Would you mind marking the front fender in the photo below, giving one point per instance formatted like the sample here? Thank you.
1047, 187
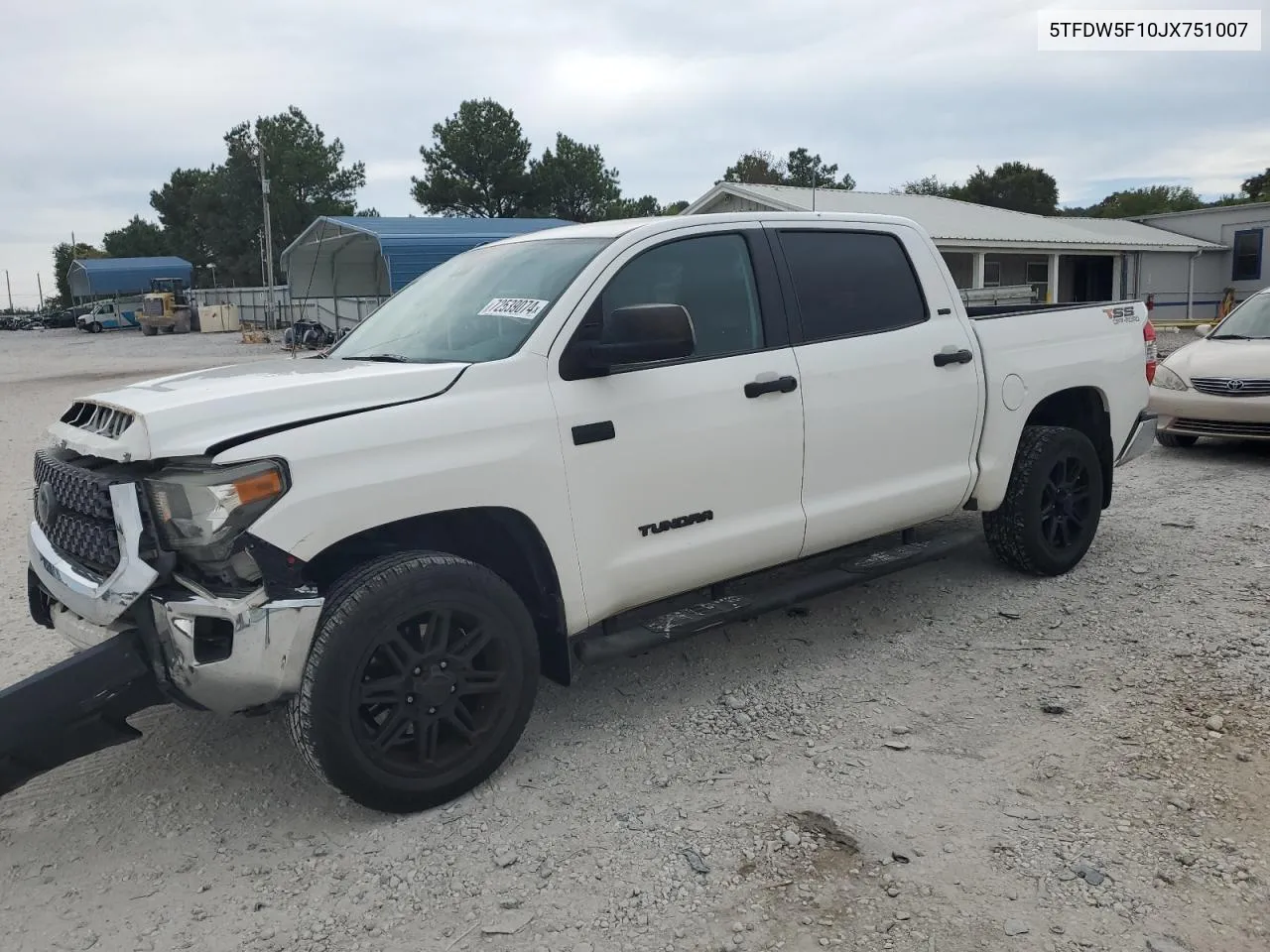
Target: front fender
492, 440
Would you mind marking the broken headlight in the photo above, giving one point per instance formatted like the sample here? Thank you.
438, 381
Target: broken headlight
199, 512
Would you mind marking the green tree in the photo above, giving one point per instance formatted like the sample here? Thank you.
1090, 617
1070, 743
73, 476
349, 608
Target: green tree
806, 171
757, 168
799, 168
308, 178
63, 258
1257, 186
476, 164
572, 182
1014, 185
178, 204
1147, 199
644, 207
930, 185
137, 239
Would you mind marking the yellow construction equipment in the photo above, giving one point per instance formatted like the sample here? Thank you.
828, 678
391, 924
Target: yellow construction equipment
166, 308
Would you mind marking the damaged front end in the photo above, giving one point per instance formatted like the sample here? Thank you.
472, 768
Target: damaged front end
149, 572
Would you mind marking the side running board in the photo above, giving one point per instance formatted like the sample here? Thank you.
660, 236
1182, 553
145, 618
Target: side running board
676, 626
73, 708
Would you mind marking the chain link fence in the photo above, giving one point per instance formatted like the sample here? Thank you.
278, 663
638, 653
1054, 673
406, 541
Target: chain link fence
253, 306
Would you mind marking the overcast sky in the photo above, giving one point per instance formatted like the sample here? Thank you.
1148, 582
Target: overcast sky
100, 100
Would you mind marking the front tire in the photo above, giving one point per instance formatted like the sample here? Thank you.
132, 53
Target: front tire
421, 680
1053, 503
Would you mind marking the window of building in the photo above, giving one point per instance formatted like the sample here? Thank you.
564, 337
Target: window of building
851, 282
1246, 259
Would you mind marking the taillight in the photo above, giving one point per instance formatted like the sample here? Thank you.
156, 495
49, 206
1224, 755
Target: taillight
1148, 336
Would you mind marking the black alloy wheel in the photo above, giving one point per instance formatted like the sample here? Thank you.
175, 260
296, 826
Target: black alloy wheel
1066, 503
430, 692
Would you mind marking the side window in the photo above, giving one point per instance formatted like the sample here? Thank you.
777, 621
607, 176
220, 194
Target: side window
710, 276
851, 282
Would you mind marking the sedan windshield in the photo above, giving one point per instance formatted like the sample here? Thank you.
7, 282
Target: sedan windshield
1248, 321
476, 306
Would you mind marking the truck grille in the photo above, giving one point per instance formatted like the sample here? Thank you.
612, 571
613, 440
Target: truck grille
96, 417
1232, 386
1220, 428
72, 508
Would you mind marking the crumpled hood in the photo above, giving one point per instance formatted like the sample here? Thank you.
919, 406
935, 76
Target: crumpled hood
1222, 358
189, 413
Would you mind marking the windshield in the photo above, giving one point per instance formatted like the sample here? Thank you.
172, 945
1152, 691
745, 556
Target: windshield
476, 306
1248, 320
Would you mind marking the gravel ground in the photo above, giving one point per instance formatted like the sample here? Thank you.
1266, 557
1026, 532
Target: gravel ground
955, 758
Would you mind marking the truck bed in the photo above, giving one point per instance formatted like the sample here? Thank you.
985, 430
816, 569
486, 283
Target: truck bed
982, 311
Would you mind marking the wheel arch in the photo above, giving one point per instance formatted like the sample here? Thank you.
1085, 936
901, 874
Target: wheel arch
1082, 409
503, 539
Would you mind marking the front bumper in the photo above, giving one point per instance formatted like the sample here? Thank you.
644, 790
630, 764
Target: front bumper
1142, 436
1193, 414
221, 654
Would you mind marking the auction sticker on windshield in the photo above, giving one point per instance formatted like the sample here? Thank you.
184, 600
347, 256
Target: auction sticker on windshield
524, 307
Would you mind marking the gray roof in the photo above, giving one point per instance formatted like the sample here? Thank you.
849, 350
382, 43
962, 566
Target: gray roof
393, 253
952, 222
1209, 209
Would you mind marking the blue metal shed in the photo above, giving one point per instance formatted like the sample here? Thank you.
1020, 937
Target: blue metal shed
93, 277
352, 257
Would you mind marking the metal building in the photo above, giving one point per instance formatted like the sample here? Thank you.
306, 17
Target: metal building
352, 257
103, 277
1066, 259
1234, 270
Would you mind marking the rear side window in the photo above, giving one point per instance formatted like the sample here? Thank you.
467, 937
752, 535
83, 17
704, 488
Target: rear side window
851, 282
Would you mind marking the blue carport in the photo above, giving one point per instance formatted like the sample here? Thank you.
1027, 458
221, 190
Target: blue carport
105, 277
354, 257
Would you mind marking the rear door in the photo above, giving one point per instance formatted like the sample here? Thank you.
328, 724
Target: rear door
889, 373
685, 472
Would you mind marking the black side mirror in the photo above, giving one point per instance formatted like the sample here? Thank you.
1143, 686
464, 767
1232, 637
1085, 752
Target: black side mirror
640, 334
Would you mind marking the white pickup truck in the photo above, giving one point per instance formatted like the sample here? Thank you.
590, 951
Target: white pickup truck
548, 451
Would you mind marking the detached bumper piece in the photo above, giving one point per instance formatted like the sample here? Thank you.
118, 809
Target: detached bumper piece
1141, 439
73, 708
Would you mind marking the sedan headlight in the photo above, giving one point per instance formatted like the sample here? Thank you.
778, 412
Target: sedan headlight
1167, 380
200, 512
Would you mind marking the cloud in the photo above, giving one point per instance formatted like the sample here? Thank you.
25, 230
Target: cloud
100, 104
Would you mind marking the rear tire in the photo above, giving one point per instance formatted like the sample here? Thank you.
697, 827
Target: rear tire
421, 680
1053, 503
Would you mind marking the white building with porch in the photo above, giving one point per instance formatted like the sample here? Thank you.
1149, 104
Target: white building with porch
1065, 259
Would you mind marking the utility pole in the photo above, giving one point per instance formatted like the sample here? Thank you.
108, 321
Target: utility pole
268, 238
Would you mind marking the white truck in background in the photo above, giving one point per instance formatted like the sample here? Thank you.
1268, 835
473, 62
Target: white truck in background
558, 448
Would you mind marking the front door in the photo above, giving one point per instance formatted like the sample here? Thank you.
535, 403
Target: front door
677, 477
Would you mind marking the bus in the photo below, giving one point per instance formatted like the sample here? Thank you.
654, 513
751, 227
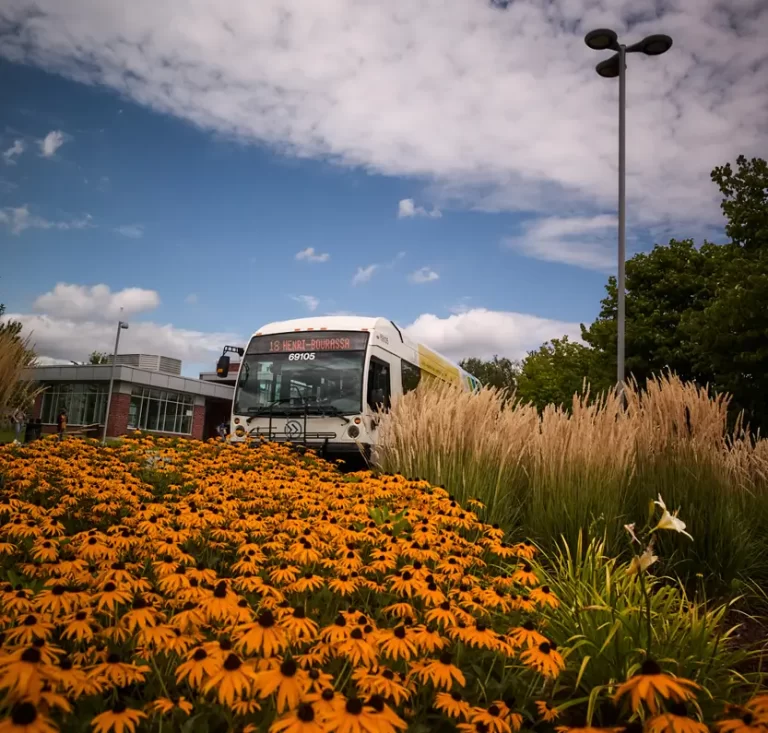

= = = =

▶ Your goal:
Go through the entries above and copy out every line that includes the word "below".

▶ Result of this task:
Would you mind marking the front fender in the photo below, giving one point per instance formatted like the sample here? Thank you.
Would you mind marking the bus in the photo below, giving one point per instance formatted like the sample here? Thank you.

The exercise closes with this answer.